======== Text segment
2.3 Generalization Error and the Perceptron Order Parameter

The performance of a given weight vector \(\mathbf {w}\) in the student teacher model can be evaluated with respect to a test input \(\boldsymbol{\xi } \notin \mathbb {D}.\) If we assume that the test input follows the same statistics as the training examples, i.e.

$$\begin{aligned} \left\langle \xi _j\right\rangle \, =\, 0, \left\langle \xi _j \xi _k \right\rangle \, = \, \delta _{jk}, \end{aligned}$$
(5)

we can define the so-called generalization error as the expectation value

$$\begin{aligned} \epsilon _g (\mathbf {w},\mathbf {w^*}) = \left\langle \epsilon \left( S(\boldsymbol{\xi }, S^*(\boldsymbol{\xi })\right) \right\rangle \text{ where } \epsilon (S,S^*) = \left\{ \begin{array}{ll} 1 &{} \text{ if } S\ne S^* \\ 0 &{} \text{ else, } \\ \end{array} \right. \end{aligned}$$
(6)
================
======== Record set
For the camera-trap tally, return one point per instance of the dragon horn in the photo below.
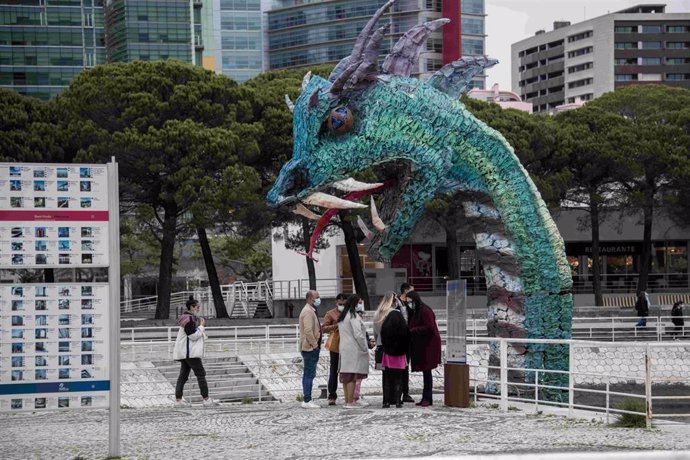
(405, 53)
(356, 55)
================
======== Record set
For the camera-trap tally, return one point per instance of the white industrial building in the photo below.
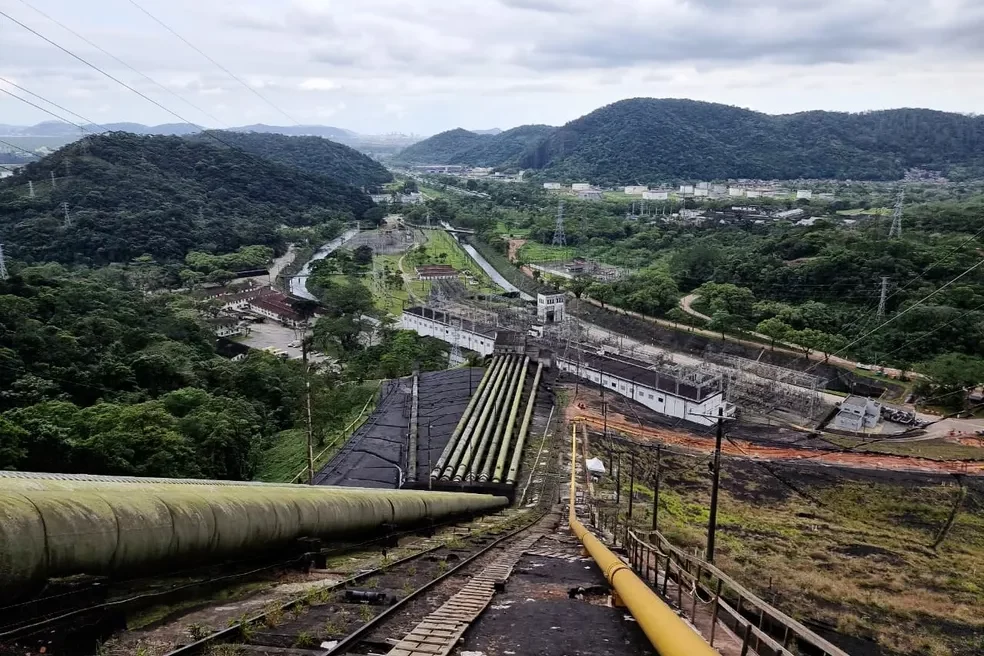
================
** Problem description **
Please continue the passage on the generalization error of the perceptron, starting right after equation (6).

** Result of the task **
serves as a binary error measure. Hence, the generalization error quantifies the probability for disagreement between student and teacher for a random input vector. It is instructive to work out \(\epsilon _g\) explicitly under the assumption of i.i.d. inputs. To this end, we consider the arguments of the threshold function in student and teacher perceptron:

$$ x= \mathbf {w}\cdot \boldsymbol{\xi }/\sqrt{N} \text{ and } x^* = \mathbf {w^*} \cdot \boldsymbol{\xi } / \sqrt{N}. $$

Assuming that the random input vector \(\boldsymbol{\xi }\) satisfies Eq. (5), x and \(x^*\) correspond to sums of N random quantities. By means of the Central Limit Theorem (CLT) there density is given by a two-dim. Gaussian, which is fully specified by first and second moments. These can be obtained immediately as

$$ \left\langle x \right\rangle = \left\langle x^* \right\rangle = 0, \left\langle x^2 \right\rangle = \frac{1}{N} \, \sum _{i,j} \, w_i \, w_j \, \left\langle \xi _i \xi _j \right\rangle \, = \ \frac{\mathbf {w}^2}{N} = 1, \left\langle (x^*)^2 \right\rangle = \frac{(\mathbf {w^*})^2}{N} = 1 $$
$$\begin{aligned} \text{ and } \left\langle x \, x^* \right\rangle = \frac{1}{N} \, \sum _{i,j}\, w_i \, w_j^* \, \left\langle \xi _i \xi _j \right\rangle \, = \ \frac{\mathbf {w}\cdot \mathbf {w^*}}{N} \equiv R, \end{aligned}$$
(7)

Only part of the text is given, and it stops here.